### Problem
Could you print the data that follows exactly as given?

======== Data under study

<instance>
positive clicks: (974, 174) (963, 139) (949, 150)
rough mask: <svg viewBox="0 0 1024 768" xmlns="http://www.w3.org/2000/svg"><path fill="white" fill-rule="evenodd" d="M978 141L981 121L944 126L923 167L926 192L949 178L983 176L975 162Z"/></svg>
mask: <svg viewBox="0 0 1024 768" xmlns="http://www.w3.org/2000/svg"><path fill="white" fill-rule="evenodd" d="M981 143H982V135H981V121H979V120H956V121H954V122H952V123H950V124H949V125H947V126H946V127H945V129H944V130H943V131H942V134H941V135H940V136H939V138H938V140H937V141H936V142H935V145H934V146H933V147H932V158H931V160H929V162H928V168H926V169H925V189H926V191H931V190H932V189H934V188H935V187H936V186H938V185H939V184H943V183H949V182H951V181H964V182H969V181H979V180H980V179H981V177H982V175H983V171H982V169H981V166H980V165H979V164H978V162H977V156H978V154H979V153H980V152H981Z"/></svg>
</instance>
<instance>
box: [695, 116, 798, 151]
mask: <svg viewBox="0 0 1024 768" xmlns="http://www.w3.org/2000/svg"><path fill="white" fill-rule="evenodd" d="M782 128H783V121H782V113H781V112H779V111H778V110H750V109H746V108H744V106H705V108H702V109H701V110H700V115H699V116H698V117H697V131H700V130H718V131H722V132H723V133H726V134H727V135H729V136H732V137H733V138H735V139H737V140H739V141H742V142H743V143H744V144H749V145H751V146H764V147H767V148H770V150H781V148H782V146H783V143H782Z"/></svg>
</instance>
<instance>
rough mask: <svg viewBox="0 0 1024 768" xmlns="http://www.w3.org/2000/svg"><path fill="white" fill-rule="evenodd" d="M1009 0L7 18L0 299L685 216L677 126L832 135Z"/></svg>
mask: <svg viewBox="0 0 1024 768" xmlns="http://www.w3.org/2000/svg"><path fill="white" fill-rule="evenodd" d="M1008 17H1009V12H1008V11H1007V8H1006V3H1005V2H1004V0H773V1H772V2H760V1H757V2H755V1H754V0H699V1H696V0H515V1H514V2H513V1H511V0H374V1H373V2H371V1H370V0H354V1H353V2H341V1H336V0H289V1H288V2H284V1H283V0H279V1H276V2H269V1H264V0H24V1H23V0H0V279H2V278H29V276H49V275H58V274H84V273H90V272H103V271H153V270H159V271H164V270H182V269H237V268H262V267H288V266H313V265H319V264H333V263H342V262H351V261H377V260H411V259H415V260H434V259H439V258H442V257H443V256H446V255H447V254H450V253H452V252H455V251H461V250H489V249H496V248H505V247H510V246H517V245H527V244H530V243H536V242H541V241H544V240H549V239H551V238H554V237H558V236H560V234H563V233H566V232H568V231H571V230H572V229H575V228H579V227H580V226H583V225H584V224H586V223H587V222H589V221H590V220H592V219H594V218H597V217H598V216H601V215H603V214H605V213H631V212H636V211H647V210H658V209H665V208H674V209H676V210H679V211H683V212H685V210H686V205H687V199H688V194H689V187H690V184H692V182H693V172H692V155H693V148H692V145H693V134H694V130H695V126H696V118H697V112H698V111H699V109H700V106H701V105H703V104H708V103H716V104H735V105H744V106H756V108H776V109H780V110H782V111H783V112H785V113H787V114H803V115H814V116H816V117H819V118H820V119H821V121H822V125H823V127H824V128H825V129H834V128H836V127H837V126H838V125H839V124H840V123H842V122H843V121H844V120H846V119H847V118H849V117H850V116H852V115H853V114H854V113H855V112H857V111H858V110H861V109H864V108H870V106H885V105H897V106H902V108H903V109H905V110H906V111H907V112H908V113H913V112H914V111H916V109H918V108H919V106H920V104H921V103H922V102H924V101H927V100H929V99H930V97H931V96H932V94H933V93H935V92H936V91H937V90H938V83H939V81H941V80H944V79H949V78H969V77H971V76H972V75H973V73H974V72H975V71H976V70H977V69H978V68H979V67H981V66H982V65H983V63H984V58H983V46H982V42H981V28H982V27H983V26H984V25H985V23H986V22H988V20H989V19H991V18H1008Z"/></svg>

================

### Written response
<instance>
positive clicks: (974, 174) (963, 139) (949, 150)
rough mask: <svg viewBox="0 0 1024 768" xmlns="http://www.w3.org/2000/svg"><path fill="white" fill-rule="evenodd" d="M978 141L981 121L944 126L923 167L926 192L949 178L983 176L975 162Z"/></svg>
mask: <svg viewBox="0 0 1024 768" xmlns="http://www.w3.org/2000/svg"><path fill="white" fill-rule="evenodd" d="M981 143H982V135H981V121H979V120H956V121H954V122H952V123H950V124H949V125H947V126H946V127H945V129H944V130H943V131H942V134H941V135H940V136H939V138H938V140H937V141H936V142H935V145H934V146H933V147H932V158H931V160H929V162H928V168H926V169H925V189H926V191H931V190H932V189H934V188H935V187H936V186H938V185H939V184H943V183H949V182H951V181H964V182H969V181H979V180H980V179H981V177H982V175H983V171H982V169H981V166H980V165H979V164H978V162H977V156H978V154H979V153H980V152H981Z"/></svg>
</instance>
<instance>
box: [695, 116, 798, 151]
mask: <svg viewBox="0 0 1024 768" xmlns="http://www.w3.org/2000/svg"><path fill="white" fill-rule="evenodd" d="M782 128H783V121H782V113H781V112H779V111H778V110H750V109H746V108H744V106H705V108H702V109H701V110H700V115H699V116H698V117H697V131H700V130H718V131H722V132H723V133H726V134H727V135H729V136H732V137H733V138H735V139H737V140H739V141H742V142H743V143H744V144H749V145H751V146H764V147H767V148H770V150H781V148H782V146H783V143H782Z"/></svg>
</instance>
<instance>
rough mask: <svg viewBox="0 0 1024 768" xmlns="http://www.w3.org/2000/svg"><path fill="white" fill-rule="evenodd" d="M1009 0L7 18L0 299L685 216L677 126L832 135Z"/></svg>
mask: <svg viewBox="0 0 1024 768" xmlns="http://www.w3.org/2000/svg"><path fill="white" fill-rule="evenodd" d="M1008 17H1009V12H1008V11H1007V8H1006V3H1005V2H1004V0H773V1H772V2H760V1H757V2H755V1H754V0H699V1H696V0H515V1H514V2H513V1H511V0H374V1H373V2H371V1H370V0H354V1H353V2H341V1H336V0H289V1H288V2H284V1H283V0H279V1H276V2H269V1H264V0H24V1H23V0H0V279H2V278H29V276H49V275H58V274H84V273H90V272H103V271H153V270H159V271H164V270H182V269H237V268H262V267H288V266H313V265H319V264H333V263H342V262H351V261H377V260H411V259H415V260H434V259H439V258H442V257H443V256H446V255H447V254H450V253H452V252H455V251H461V250H489V249H496V248H505V247H510V246H517V245H527V244H530V243H536V242H541V241H544V240H549V239H551V238H554V237H558V236H560V234H563V233H566V232H568V231H571V230H572V229H575V228H579V227H580V226H583V225H584V224H586V223H587V222H589V221H590V220H592V219H594V218H597V217H598V216H601V215H603V214H605V213H631V212H636V211H647V210H658V209H665V208H674V209H676V210H679V211H683V212H685V210H686V205H687V199H688V194H689V187H690V184H692V182H693V172H692V155H693V148H692V145H693V134H694V130H695V126H696V118H697V112H698V111H699V109H700V106H701V105H703V104H708V103H716V104H735V105H744V106H756V108H776V109H780V110H782V111H783V112H785V113H787V114H803V115H814V116H816V117H819V118H820V119H821V121H822V125H823V127H824V128H825V129H834V128H836V127H837V126H838V125H839V124H840V123H842V122H843V121H844V120H846V119H847V118H849V117H850V116H852V115H853V114H854V113H855V112H857V111H858V110H861V109H864V108H870V106H885V105H897V106H902V108H903V109H905V110H906V111H907V112H908V113H913V112H914V111H916V109H918V108H919V106H920V104H921V103H922V102H924V101H927V100H929V99H930V97H931V96H932V94H933V93H935V92H936V91H937V90H938V83H939V81H941V80H944V79H949V78H969V77H971V76H972V75H973V73H974V72H975V71H976V70H977V69H978V68H979V67H981V66H982V65H983V63H984V58H983V46H982V42H981V28H982V27H983V26H984V25H985V23H986V22H988V20H989V19H991V18H1008Z"/></svg>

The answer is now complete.